»»
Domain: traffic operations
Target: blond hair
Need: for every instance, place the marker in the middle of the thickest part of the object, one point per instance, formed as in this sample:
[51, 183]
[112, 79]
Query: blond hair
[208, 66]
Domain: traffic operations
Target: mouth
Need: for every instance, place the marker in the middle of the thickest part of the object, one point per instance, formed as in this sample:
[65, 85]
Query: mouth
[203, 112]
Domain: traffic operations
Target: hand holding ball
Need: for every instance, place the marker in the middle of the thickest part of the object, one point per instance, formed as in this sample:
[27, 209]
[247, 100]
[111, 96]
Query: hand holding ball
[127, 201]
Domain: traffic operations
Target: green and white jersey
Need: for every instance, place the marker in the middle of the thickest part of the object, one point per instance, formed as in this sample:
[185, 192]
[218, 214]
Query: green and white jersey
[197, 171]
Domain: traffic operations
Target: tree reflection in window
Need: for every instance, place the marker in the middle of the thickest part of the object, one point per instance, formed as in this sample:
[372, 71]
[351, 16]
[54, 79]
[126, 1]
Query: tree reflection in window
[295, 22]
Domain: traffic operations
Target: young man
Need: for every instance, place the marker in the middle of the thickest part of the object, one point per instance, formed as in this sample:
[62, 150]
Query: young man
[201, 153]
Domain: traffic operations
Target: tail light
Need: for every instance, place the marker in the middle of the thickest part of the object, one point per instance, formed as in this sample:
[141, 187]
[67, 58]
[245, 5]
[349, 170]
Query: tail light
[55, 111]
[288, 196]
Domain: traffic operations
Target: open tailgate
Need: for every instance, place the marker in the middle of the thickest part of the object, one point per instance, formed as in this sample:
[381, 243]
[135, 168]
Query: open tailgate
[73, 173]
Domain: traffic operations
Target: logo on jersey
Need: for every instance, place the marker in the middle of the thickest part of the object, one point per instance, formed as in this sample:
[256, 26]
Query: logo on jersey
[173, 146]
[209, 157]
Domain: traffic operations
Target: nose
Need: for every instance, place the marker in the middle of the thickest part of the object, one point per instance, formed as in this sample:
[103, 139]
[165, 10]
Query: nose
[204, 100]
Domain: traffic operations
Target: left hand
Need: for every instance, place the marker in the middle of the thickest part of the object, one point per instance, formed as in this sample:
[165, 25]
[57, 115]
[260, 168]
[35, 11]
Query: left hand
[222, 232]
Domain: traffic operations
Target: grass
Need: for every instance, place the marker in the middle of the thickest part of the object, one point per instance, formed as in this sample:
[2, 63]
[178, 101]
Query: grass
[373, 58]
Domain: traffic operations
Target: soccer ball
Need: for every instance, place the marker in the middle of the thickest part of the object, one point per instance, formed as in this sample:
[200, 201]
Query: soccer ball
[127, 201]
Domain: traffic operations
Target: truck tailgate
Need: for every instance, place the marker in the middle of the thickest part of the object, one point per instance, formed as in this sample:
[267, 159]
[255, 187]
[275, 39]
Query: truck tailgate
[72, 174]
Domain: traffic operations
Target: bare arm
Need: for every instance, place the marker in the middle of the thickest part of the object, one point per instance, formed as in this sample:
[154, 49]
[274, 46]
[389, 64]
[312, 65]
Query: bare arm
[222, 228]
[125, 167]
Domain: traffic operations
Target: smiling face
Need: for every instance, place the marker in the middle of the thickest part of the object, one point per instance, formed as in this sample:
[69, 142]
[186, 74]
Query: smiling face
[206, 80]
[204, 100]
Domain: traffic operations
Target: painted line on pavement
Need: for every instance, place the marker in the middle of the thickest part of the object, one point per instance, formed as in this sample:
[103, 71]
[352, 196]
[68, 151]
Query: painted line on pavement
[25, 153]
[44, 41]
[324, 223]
««
Reproduce every line of the data verbatim.

Domain: traffic operations
Target: blond hair
Need: for every instance, place the marker in the middle of the thickest part of the object, one point per instance, formed as in this sample:
[51, 183]
[112, 79]
Query: blond hair
[208, 66]
Domain: traffic operations
Target: mouth
Need: for every instance, place the marker in the middle of the thickest part of the object, one point per instance, formed as in this sample:
[65, 85]
Query: mouth
[203, 112]
Domain: traffic operations
Target: hand holding ball
Need: for every instance, place the marker in the middle of the thickest part of the object, one point per instance, formed as in this sample:
[27, 209]
[247, 100]
[111, 96]
Query: hand holding ball
[127, 201]
Domain: traffic operations
Target: green and white jersey
Need: for every instance, place the marker in the middle of the thickest part of the object, one point per instance, formed as in this sample:
[185, 192]
[218, 214]
Query: green and white jersey
[197, 171]
Domain: traffic operations
Target: tree reflection in window
Need: for every instance, place the marker in the middle of the thickest part of the object, one point per instance, formed as in this sample:
[372, 71]
[351, 16]
[54, 79]
[126, 1]
Query: tree reflection in window
[295, 22]
Domain: traffic operations
Target: young man
Need: for every instance, place the marker in the middle of the thickest part of the object, one point per instance, formed as in this sample:
[62, 150]
Query: young man
[201, 153]
Domain: traffic operations
Target: tail light
Need: for every instance, place the marker in the middle of the thickest part of the object, one point per instance, formed as in this sample:
[141, 187]
[67, 58]
[245, 5]
[349, 170]
Query: tail light
[55, 111]
[288, 196]
Domain: traffic operations
Target: open tailgate
Need: for every instance, place the marker in the middle of the thickest part of the object, one point per instance, formed as in this sample:
[381, 243]
[135, 168]
Query: open tailgate
[73, 173]
Domain: traffic operations
Target: logo on jersey
Need: for every instance, place the marker in the middle of the thickest part of the object, one point per instance, formed as in this sample:
[256, 26]
Query: logo on jersey
[173, 146]
[209, 157]
Domain: traffic operations
Target: nose
Need: for every instance, place the marker in the middle of the thickest part of the object, one point per instance, formed as in this sample:
[103, 139]
[165, 10]
Query: nose
[204, 100]
Domain: traffic operations
Target: left hand
Need: for every instance, place the marker in the middle of the thickest part of the object, one point per instance, formed as in this sample:
[165, 25]
[57, 115]
[260, 168]
[35, 11]
Query: left hand
[222, 232]
Domain: traffic operations
Target: grass
Need: for every instance, place the marker in the middle of the thickest part of the object, one point per instance, formed as in this sample:
[2, 63]
[178, 101]
Query: grass
[373, 58]
Domain: traffic operations
Target: soccer ball
Need: for every instance, place the marker in the middle of the thickest part of the object, one point per instance, formed as in this sample:
[200, 201]
Query: soccer ball
[127, 201]
Domain: traffic operations
Target: truck tailgate
Need: for every instance, place the marker in the middle of the thickest part of the object, one point per instance, formed as in this sample:
[267, 159]
[255, 187]
[275, 39]
Query: truck tailgate
[72, 174]
Domain: traffic operations
Target: bare arm
Need: for every instance, place the marker in the middle of the thickest part of the object, one point per instance, formed as in this sample:
[154, 49]
[274, 46]
[389, 64]
[312, 65]
Query: bare arm
[222, 228]
[125, 167]
Domain: traffic operations
Target: smiling face
Need: for every instance, place the marker in the middle of the thickest part of the object, one point per instance, formed as in this sample:
[69, 142]
[186, 74]
Query: smiling face
[206, 80]
[204, 100]
Domain: traffic operations
Target: painted line on pavement
Need: for every instance, place the marker in the middle of the thickest part of the object, one point per instance, formed as in this sample:
[103, 71]
[352, 196]
[68, 151]
Query: painted line on pavement
[25, 153]
[44, 41]
[324, 223]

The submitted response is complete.